DATA FOR THE TASK =
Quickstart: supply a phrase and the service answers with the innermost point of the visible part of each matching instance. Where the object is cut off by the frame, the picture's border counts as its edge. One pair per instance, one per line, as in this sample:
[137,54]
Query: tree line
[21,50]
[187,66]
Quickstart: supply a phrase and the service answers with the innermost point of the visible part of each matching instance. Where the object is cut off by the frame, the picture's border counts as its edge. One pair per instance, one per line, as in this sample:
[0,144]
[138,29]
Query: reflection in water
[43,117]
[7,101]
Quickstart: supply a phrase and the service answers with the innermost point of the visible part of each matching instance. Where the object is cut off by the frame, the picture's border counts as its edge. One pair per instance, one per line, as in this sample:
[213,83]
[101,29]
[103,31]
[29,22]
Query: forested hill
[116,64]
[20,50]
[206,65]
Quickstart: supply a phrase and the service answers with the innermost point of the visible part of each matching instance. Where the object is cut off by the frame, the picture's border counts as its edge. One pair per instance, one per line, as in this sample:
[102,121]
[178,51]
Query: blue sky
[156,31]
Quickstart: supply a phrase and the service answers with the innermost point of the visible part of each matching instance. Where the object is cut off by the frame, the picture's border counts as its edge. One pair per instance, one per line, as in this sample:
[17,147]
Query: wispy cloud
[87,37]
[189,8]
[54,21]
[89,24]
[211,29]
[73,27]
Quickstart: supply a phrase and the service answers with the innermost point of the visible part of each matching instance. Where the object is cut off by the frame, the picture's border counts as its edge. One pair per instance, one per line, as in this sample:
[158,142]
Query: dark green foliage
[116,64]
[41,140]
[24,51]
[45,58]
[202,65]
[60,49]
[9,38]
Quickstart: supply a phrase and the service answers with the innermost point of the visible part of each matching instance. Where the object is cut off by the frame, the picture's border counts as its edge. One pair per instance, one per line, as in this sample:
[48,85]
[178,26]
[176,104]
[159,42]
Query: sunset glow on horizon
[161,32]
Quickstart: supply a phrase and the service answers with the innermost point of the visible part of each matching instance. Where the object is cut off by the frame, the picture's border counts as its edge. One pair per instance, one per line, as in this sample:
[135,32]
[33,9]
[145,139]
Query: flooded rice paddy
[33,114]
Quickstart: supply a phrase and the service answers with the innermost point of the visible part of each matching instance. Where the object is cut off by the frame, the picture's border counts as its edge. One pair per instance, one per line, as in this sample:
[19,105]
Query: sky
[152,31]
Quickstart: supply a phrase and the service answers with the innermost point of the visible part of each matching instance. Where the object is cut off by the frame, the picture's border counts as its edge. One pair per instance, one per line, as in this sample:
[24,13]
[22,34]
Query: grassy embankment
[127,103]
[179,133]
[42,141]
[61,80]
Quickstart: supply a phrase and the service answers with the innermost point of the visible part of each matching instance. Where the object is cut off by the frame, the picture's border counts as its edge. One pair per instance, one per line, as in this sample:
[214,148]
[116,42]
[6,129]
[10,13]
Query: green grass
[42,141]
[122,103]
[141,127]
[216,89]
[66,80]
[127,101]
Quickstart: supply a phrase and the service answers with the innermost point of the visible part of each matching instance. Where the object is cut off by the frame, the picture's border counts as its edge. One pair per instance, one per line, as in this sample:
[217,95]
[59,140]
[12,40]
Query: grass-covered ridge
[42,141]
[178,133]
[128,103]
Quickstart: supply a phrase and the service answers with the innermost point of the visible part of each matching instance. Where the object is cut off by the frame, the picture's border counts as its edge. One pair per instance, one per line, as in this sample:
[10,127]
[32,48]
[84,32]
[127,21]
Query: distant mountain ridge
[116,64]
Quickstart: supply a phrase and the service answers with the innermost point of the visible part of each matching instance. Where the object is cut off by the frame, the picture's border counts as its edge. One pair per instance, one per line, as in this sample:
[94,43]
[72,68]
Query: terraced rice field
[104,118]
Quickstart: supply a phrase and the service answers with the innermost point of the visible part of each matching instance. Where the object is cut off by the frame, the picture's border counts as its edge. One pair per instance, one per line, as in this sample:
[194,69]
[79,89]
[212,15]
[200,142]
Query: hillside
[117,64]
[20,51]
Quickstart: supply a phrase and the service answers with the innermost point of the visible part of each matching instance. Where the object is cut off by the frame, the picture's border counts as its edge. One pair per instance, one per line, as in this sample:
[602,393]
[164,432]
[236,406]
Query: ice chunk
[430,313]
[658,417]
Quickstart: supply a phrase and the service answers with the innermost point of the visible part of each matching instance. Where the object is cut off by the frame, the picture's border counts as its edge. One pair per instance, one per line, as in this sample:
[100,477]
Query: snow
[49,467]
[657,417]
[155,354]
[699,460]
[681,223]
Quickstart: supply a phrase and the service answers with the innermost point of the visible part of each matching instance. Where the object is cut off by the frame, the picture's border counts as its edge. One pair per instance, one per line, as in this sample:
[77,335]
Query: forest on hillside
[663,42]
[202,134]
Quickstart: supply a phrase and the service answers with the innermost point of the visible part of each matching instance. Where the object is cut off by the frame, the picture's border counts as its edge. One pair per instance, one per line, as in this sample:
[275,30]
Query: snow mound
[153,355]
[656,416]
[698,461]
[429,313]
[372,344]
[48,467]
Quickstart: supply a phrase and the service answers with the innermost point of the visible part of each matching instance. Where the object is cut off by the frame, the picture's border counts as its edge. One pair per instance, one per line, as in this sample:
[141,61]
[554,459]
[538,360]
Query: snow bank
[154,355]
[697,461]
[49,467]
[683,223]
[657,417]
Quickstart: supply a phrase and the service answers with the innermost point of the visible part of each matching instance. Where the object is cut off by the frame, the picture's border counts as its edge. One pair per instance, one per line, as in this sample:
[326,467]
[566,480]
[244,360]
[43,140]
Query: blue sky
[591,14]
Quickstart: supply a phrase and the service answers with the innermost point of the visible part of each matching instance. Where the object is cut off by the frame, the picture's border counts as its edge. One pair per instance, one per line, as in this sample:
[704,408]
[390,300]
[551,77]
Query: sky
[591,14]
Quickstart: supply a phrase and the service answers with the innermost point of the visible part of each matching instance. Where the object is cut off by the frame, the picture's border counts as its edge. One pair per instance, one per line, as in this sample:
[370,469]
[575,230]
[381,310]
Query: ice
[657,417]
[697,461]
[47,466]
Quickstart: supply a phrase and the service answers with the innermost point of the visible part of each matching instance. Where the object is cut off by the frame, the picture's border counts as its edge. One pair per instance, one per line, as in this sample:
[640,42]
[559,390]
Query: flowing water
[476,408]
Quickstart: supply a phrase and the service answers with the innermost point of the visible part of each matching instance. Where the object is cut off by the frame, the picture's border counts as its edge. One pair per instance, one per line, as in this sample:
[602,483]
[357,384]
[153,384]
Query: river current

GIVEN INSTRUCTION = Reproduce the entries above in full by retyping them exactly.

FINISHED ANSWER =
Quickstart: supply a phrase and the service answers with the innermost point of the visible part of each matching instance. Where the object is cut off by the frame, the picture's border counts as its edge. One pair per instance, one per line, as in this sample:
[137,54]
Query: tree line
[21,50]
[187,66]
Quickstart: supply a phrase and the service answers with the innermost point of the visible part of each matching instance. Where the object is cut off by the frame, the picture's border counts as its edge. One pair per instance, one per line, as in this sample:
[0,144]
[138,29]
Query: reflection in water
[43,117]
[7,101]
Quickstart: supply a phrase and the service answers with the innermost point of the visible part of each matching instance. Where the object is cut off by the frame, the picture's border counts as its edge. One pair per instance, one per line, as in this sample:
[213,83]
[101,29]
[103,31]
[29,22]
Query: forested hill
[116,64]
[20,50]
[206,65]
Quickstart: supply a phrase and the service answers with the innermost point of the visible part of each matching instance. Where the object is cut off by the frame, the picture's border counts as its edge. One pair per instance, one per line, as in this sample:
[102,121]
[178,51]
Query: blue sky
[156,31]
Quickstart: supply a phrase and the service answers with the innermost point of the visible part of each matching instance. Where the object is cut off by the frame, the picture's border counts as its edge. One pair per instance, one per line, as in this sample:
[17,147]
Query: wispy cloud
[87,37]
[189,8]
[54,21]
[89,24]
[211,29]
[73,27]
Quickstart: supply a phrase and the service answers with the innermost point of the visible part of each matching instance. Where the object is cut off by the frame, the picture's border counts as its edge. One pair per instance, one per line, as in this sample:
[158,142]
Query: dark green foliage
[116,64]
[41,140]
[24,51]
[45,58]
[202,65]
[60,49]
[9,38]
Quickstart: supply a phrase and the service answers with the innermost point of the visible part of each matching instance. Where the object is cut off by the frame, the picture's border counts as its edge. One pair per instance, one per line, as in this sample:
[48,85]
[178,26]
[176,104]
[159,42]
Query: sunset glow on horizon
[161,32]
Quickstart: supply a phrase and the service answers with the innermost point of the visible part of each matching instance. Where the object is cut off by the frame, the picture's border counts as its edge. One pair per instance, one per line, as in this sample:
[135,32]
[33,9]
[145,139]
Query: flooded rice paddy
[33,114]
Quickstart: supply a phrase and the service answers with the innermost point of the visible part of each matching instance. Where the object is cut off by the frame, the picture's border counts as its edge. One pair per instance, one per line, as in this sample:
[19,105]
Query: sky
[152,31]
Quickstart: supply a phrase and the service answers with the innermost point of the visible part of each matching instance. Where the object is cut off by the frame, the picture's border counts as its edge. One pair per instance, one per line, as in this sample:
[24,13]
[22,34]
Query: grassy embankment
[127,103]
[179,133]
[42,141]
[61,80]
Quickstart: supply a phrase and the service answers with the innermost point of the visible part of each matching instance. Where the object is cut off by the frame, the picture's border counts as its edge. One pair per instance, one per line, as in this sample:
[214,148]
[116,42]
[6,129]
[10,13]
Query: green grass
[42,141]
[122,103]
[141,127]
[216,89]
[66,80]
[127,101]
Quickstart: supply a phrase and the service answers with the innermost point of the visible part of each matching instance. Where the object is cut off by the frame, the picture's border counts as its edge. One pair per instance, one per line, as in this sample:
[217,95]
[59,140]
[12,40]
Query: grass-covered ridge
[42,141]
[178,133]
[128,103]
Quickstart: supply a phrase and the service answers with the innermost point of the visible part of each matching instance. Where the object is cut off by the frame, the picture's border counts as its edge. One pair per instance, one per line, as in this sample:
[10,127]
[32,48]
[84,32]
[127,21]
Query: distant mountain ridge
[116,64]
Quickstart: supply a phrase and the service answers with the innermost point of the visible part of each matching instance. Where the object is cut off by the frame, the picture's border counts as its edge. One pair per instance, one per line, as in this sample:
[94,43]
[72,68]
Query: terraced rice field
[104,118]
Quickstart: supply a phrase and the service answers with the innermost point of the visible part of each matching instance. Where the object is cut off by the frame, the picture's border counts as its edge. One pair per instance, one per line, as in this sample:
[194,69]
[79,89]
[212,15]
[200,142]
Query: hillside
[117,64]
[20,51]
Quickstart: supply a phrase and the service answers with the innermost point of the visible part of each matching instance. Where the object is cut off by the frame, the picture's border counts as its edge. One pair per instance, one per line, as in this sample:
[602,393]
[164,432]
[236,406]
Query: ice chunk
[430,313]
[658,417]
Quickstart: supply a phrase and the service answers with the innermost point of the visible part of each matching instance. Where the object is cut off by the frame, the picture's border counts as its edge. One pair per instance, one per line, as in this sample:
[100,477]
Query: snow
[49,467]
[657,417]
[155,354]
[699,460]
[681,223]
Quickstart: supply a phrase and the service answers with the innermost point of the visible part of each matching instance. Where the object is cut off by the frame, the picture's border counts as its edge. One pair per instance, one per line, as in this sample:
[77,335]
Query: forest on hillside
[663,42]
[202,134]
Quickstart: supply a phrase and the service answers with the innermost point of the visible part of each matching instance. Where the object is cut off by the frame, the picture's border counts as its edge. One pair per instance, one per line, as in this sample:
[275,30]
Query: snow mound
[153,355]
[656,416]
[698,461]
[429,313]
[372,344]
[48,467]
Quickstart: supply a phrase and the service answers with the innermost point of the visible part of each matching instance. Where the object is cut off by the frame, the picture's border counts as its edge. One pair per instance, one per line, as in this sample:
[141,61]
[554,459]
[538,360]
Query: snow bank
[154,355]
[697,461]
[49,467]
[683,223]
[657,417]
Quickstart: supply a phrase and the service answers with the innermost point of the visible part of each matching instance. Where the object is cut off by the frame, the picture's border counts as its edge. One pair per instance, one per line, as in this sample:
[326,467]
[566,480]
[244,360]
[43,140]
Query: blue sky
[591,14]
Quickstart: supply a phrase and the service answers with the innermost point of the visible part of each matching instance. Where the object is cut off by the frame, the picture's border counts as its edge. One pair per instance, one per line, as in this sample:
[704,408]
[390,300]
[551,77]
Query: sky
[591,14]
Quickstart: supply a phrase and the service answers with the innermost point of the visible part of each matching instance. Where the object is cut off by the frame, the picture's border counts as its edge. One pair per instance, one per line, as in this sample:
[370,469]
[575,230]
[381,310]
Query: ice
[657,417]
[697,461]
[47,466]
Quickstart: supply a phrase and the service answers with the innermost point of the visible part of each matching instance. Where the object is cut off by the frame, the picture's border counts as its edge. One pair per instance, one per line, as in this sample:
[640,42]
[559,390]
Query: flowing water
[476,408]
Quickstart: supply a phrase and the service answers with the innermost point of the visible part of each matching instance. Where the object is cut off by the frame, the picture's border counts as its edge. One pair per instance, one per line, as in this sample:
[602,483]
[357,384]
[153,384]
Query: river current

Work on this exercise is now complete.